— Start Data section —
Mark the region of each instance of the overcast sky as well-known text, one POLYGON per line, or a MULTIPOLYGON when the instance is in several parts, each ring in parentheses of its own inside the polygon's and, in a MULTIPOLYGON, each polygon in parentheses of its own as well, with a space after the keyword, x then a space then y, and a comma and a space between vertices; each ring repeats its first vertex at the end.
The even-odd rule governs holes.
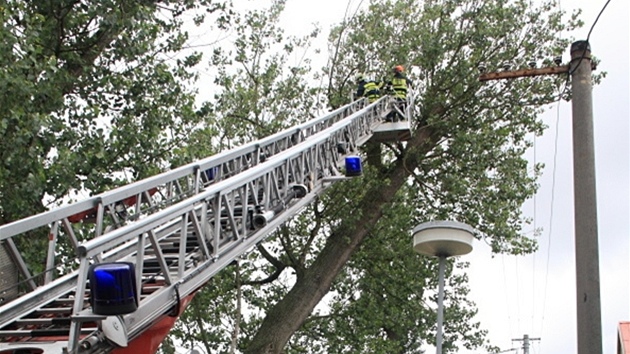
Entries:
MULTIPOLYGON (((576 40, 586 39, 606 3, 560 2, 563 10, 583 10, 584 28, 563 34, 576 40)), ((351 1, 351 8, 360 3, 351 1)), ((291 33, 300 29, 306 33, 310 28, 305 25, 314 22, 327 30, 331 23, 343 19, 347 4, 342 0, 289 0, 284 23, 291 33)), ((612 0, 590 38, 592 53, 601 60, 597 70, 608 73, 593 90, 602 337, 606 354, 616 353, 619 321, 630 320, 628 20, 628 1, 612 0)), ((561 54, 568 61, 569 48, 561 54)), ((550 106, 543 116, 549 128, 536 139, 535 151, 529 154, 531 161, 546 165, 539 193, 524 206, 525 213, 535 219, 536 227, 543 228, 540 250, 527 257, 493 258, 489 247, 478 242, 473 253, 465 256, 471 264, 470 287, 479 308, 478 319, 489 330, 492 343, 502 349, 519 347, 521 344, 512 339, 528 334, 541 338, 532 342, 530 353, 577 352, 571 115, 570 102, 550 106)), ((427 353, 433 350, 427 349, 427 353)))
— End Data section —
— Start Data section —
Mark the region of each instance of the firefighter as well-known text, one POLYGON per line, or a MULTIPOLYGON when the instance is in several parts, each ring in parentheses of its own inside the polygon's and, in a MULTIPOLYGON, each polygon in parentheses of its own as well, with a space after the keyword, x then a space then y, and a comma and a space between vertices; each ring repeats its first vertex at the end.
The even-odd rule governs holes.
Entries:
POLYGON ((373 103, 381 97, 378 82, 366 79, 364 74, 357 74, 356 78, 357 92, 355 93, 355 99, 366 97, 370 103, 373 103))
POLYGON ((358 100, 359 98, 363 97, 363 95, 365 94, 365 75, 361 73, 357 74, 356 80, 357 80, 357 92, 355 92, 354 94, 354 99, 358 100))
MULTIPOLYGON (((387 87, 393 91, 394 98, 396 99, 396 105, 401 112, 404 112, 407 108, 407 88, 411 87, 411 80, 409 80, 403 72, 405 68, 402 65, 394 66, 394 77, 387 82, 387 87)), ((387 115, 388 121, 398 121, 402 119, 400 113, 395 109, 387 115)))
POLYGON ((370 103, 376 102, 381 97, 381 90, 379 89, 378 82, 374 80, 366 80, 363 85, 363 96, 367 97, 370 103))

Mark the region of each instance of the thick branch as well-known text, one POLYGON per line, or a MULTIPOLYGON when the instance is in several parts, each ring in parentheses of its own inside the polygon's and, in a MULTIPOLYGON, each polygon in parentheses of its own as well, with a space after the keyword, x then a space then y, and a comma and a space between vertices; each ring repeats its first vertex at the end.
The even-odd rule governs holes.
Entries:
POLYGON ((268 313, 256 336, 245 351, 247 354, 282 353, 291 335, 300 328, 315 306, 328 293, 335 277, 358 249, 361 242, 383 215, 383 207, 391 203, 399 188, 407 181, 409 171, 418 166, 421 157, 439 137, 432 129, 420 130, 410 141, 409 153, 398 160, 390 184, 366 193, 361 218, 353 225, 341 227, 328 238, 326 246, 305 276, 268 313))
— End Data section —
— Start Data section —
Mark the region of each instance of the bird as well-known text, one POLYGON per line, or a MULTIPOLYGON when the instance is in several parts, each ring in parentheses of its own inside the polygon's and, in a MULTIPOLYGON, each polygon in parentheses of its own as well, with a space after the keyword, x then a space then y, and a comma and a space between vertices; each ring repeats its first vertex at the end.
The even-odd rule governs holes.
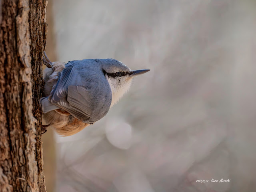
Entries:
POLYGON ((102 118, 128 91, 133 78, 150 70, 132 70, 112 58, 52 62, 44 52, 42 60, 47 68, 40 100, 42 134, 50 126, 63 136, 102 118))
— End Data section —
▸ Instructions for the task
Lay out as a numbered list, skipping blank lines, everything from the line containing "Mark the region of each instance of the overcast" down to the line containing "MULTIPOLYGON (((576 40, 586", both included. Leave the pictures out of the answer.

▸ Answer to the problem
1. Mark the region of each instance of the overcast sky as well-known text, one POLYGON per line, or a MULTIPOLYGON when the instance is in several parts, each ring in parentheses of its own inside the polygon's and, in a MULTIPOLYGON, each polygon in parentheses of its own as well, with a space after the keyword, x then a space then y, and a comma and a space between vertices; each ring repeats its first vertex at the end.
2. The even-odd rule governs holes.
3. Entries:
4. MULTIPOLYGON (((576 40, 586 39, 606 3, 560 2, 563 10, 583 10, 584 28, 563 34, 576 40)), ((351 1, 351 8, 360 3, 351 1)), ((291 33, 300 29, 306 33, 310 28, 305 25, 314 22, 327 30, 331 23, 343 19, 347 4, 342 0, 289 0, 284 23, 291 33)), ((612 0, 590 38, 592 53, 601 60, 597 70, 608 73, 593 90, 602 337, 606 354, 616 353, 619 321, 630 320, 628 20, 628 1, 612 0)), ((561 54, 568 61, 569 48, 561 54)), ((550 106, 543 116, 549 128, 536 139, 535 151, 529 154, 531 161, 546 165, 539 193, 524 206, 525 213, 535 219, 536 227, 543 228, 540 250, 527 257, 493 258, 489 247, 478 242, 473 253, 465 256, 471 264, 470 287, 479 308, 478 319, 489 330, 492 343, 502 349, 519 347, 521 344, 512 339, 528 334, 541 338, 532 342, 530 353, 577 352, 571 115, 570 102, 550 106)), ((427 353, 433 350, 427 349, 427 353)))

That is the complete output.